------ Documento ------
Publicado: 2010-05-12

Mis amigos, quienes siempre tienen la vena humorística con harta sangre corriendo por ella, a veces me cantan las cancioncilla del dibujo “Marco”: “¡No te vayas , mamá; no me dejes aquí! ¡Adiós, mamá, pensaré mucho en ti!”. Lo hacen por mi nombre, Marco Antonio, sin pensar siquiera que los segundos domingos de mayo, estos últimos años, yo también me canto esa canción, para bromearme en esos días huérfanos de madre en que ensayo, sin querer, la vida sin ella. De un tiempo a esta parte, el Día de la Madre, gracias a mi madre, lo paso sin madre.

El motivo es que ella también tiene una madre y viaja a visitarla. Mientras exista mi abuela, y por más que mi madre siga creciendo con los años, nunca dejará de ser hija. He notado en los ojos de Tucha (su apodo de cariño) ese afán por ser escuchada por mi abuela y escucharla, esas ganas de sentarse en la cocina de barro y calaminas en esas banquitas de madera donde se sentaba en su niñez, que son en verdad pedazos de troncos gruesos con corteza incluida. Le encanta atizar, mientras conversan, la bicharra, donde la abuela cocina inhalando humo sin pensar en otro combustible que no sea los árboles de su chacra, y por la cual la cocina a gas que alguna vez le regalaron fue arrinconada a un lado como un simple posaollas.
------ Registro de datos ------
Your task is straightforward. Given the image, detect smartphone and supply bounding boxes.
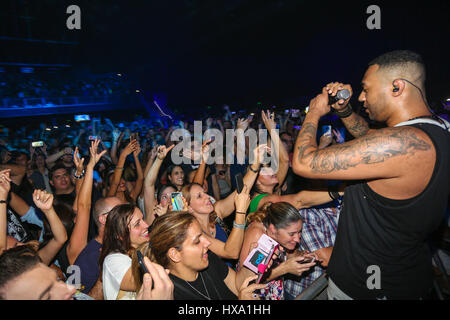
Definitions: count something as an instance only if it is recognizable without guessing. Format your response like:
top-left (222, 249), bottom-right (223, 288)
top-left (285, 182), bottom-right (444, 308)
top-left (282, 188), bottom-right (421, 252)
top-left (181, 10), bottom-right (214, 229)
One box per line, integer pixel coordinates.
top-left (137, 250), bottom-right (150, 276)
top-left (244, 234), bottom-right (279, 283)
top-left (299, 257), bottom-right (316, 264)
top-left (322, 126), bottom-right (331, 136)
top-left (74, 114), bottom-right (91, 122)
top-left (170, 192), bottom-right (184, 211)
top-left (31, 141), bottom-right (44, 148)
top-left (234, 173), bottom-right (244, 193)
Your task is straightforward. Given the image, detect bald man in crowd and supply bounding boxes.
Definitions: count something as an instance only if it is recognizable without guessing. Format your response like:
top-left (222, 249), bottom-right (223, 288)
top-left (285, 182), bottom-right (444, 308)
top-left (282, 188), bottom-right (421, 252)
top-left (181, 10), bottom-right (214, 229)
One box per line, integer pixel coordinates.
top-left (74, 197), bottom-right (122, 300)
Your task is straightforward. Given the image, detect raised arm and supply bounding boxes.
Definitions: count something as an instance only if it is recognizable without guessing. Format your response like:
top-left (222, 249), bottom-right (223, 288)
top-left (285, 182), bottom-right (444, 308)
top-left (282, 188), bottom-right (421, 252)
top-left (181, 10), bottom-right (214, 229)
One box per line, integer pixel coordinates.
top-left (72, 147), bottom-right (85, 212)
top-left (33, 190), bottom-right (67, 265)
top-left (108, 140), bottom-right (137, 197)
top-left (0, 164), bottom-right (27, 185)
top-left (130, 142), bottom-right (144, 201)
top-left (0, 169), bottom-right (11, 254)
top-left (293, 88), bottom-right (435, 184)
top-left (207, 185), bottom-right (250, 259)
top-left (214, 144), bottom-right (270, 220)
top-left (144, 145), bottom-right (175, 225)
top-left (141, 145), bottom-right (158, 200)
top-left (192, 140), bottom-right (212, 186)
top-left (67, 140), bottom-right (106, 264)
top-left (111, 129), bottom-right (123, 165)
top-left (261, 111), bottom-right (289, 186)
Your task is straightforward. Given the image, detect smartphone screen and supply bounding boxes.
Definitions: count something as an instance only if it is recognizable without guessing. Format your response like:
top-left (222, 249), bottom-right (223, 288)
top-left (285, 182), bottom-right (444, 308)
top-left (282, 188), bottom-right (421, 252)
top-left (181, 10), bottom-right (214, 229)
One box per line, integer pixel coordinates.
top-left (31, 141), bottom-right (44, 148)
top-left (137, 250), bottom-right (149, 275)
top-left (235, 173), bottom-right (244, 193)
top-left (170, 192), bottom-right (184, 211)
top-left (322, 126), bottom-right (331, 135)
top-left (74, 114), bottom-right (91, 122)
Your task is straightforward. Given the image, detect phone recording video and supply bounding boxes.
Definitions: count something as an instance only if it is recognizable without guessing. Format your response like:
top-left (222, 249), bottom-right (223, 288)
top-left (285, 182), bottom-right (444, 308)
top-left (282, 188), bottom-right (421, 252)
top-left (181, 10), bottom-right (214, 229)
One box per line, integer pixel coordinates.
top-left (170, 192), bottom-right (184, 211)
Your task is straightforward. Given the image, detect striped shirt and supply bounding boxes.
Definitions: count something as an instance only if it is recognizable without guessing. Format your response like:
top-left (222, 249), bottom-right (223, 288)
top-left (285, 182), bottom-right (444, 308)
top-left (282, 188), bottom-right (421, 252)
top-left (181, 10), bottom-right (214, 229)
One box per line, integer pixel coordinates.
top-left (284, 202), bottom-right (341, 297)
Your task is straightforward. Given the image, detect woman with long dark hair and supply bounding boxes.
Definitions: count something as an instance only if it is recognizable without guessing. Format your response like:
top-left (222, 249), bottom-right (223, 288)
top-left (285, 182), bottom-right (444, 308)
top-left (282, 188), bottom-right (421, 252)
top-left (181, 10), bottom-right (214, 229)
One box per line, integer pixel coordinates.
top-left (237, 202), bottom-right (316, 300)
top-left (99, 204), bottom-right (149, 300)
top-left (133, 211), bottom-right (265, 300)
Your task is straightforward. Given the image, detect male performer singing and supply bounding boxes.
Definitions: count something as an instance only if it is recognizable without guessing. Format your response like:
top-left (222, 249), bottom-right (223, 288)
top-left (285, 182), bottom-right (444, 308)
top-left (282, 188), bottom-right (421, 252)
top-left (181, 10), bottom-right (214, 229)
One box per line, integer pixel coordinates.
top-left (293, 51), bottom-right (450, 299)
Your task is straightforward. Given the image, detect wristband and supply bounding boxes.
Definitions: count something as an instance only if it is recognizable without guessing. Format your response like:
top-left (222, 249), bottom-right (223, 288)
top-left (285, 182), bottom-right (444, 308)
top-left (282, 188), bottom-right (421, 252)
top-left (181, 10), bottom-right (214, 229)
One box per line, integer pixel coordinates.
top-left (328, 188), bottom-right (340, 201)
top-left (73, 169), bottom-right (86, 179)
top-left (233, 221), bottom-right (245, 230)
top-left (334, 103), bottom-right (353, 119)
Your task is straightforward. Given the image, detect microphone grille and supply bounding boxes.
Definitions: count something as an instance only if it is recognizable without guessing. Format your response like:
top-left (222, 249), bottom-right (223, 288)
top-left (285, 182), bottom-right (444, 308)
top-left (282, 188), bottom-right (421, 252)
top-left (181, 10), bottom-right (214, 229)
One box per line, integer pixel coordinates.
top-left (336, 89), bottom-right (350, 100)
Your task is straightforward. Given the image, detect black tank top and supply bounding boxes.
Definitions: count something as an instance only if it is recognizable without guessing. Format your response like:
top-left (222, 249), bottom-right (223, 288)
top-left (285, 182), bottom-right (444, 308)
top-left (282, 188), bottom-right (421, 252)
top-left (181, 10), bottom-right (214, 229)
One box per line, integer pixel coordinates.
top-left (327, 123), bottom-right (450, 299)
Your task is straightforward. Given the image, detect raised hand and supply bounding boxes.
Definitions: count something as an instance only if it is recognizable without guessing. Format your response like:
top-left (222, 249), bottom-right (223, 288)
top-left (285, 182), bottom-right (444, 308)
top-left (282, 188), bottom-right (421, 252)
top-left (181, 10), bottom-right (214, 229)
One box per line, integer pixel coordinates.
top-left (136, 257), bottom-right (174, 300)
top-left (153, 204), bottom-right (172, 217)
top-left (325, 82), bottom-right (353, 110)
top-left (133, 142), bottom-right (141, 157)
top-left (238, 275), bottom-right (267, 300)
top-left (234, 184), bottom-right (250, 212)
top-left (120, 140), bottom-right (138, 157)
top-left (253, 144), bottom-right (271, 164)
top-left (261, 110), bottom-right (277, 134)
top-left (237, 118), bottom-right (250, 131)
top-left (112, 129), bottom-right (121, 141)
top-left (333, 129), bottom-right (345, 143)
top-left (202, 139), bottom-right (212, 163)
top-left (150, 144), bottom-right (159, 160)
top-left (33, 189), bottom-right (53, 211)
top-left (281, 256), bottom-right (316, 276)
top-left (156, 144), bottom-right (175, 160)
top-left (0, 169), bottom-right (11, 200)
top-left (73, 147), bottom-right (84, 174)
top-left (88, 139), bottom-right (108, 167)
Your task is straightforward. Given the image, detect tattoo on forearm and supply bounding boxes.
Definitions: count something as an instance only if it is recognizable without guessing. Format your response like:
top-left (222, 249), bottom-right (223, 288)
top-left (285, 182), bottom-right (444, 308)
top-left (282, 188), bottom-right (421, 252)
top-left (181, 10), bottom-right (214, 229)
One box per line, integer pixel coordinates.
top-left (298, 126), bottom-right (431, 174)
top-left (342, 114), bottom-right (369, 138)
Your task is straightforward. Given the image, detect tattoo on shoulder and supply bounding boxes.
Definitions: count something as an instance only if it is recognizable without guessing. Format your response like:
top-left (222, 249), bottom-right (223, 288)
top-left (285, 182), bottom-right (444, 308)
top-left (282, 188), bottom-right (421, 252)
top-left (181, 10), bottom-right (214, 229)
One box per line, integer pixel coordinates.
top-left (298, 126), bottom-right (432, 173)
top-left (344, 117), bottom-right (369, 138)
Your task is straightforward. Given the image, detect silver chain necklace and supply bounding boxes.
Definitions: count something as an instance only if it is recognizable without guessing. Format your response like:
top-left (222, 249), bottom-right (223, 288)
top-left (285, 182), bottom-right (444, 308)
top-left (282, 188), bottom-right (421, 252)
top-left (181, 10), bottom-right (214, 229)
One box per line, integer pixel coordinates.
top-left (184, 272), bottom-right (211, 300)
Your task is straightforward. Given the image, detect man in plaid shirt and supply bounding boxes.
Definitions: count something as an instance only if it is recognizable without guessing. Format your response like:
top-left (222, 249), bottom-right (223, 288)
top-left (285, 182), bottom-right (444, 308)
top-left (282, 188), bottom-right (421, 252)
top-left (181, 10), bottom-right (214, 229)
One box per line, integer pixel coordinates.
top-left (284, 201), bottom-right (341, 300)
------
Descripción del ejercicio:
En el texto sobre el Día de la Madre, ¿cuál es el apodo de cariño de la madre de quien escribe? Los datos no hacen falta para resolver esto.

Resultado del ejercicio:
Tucha.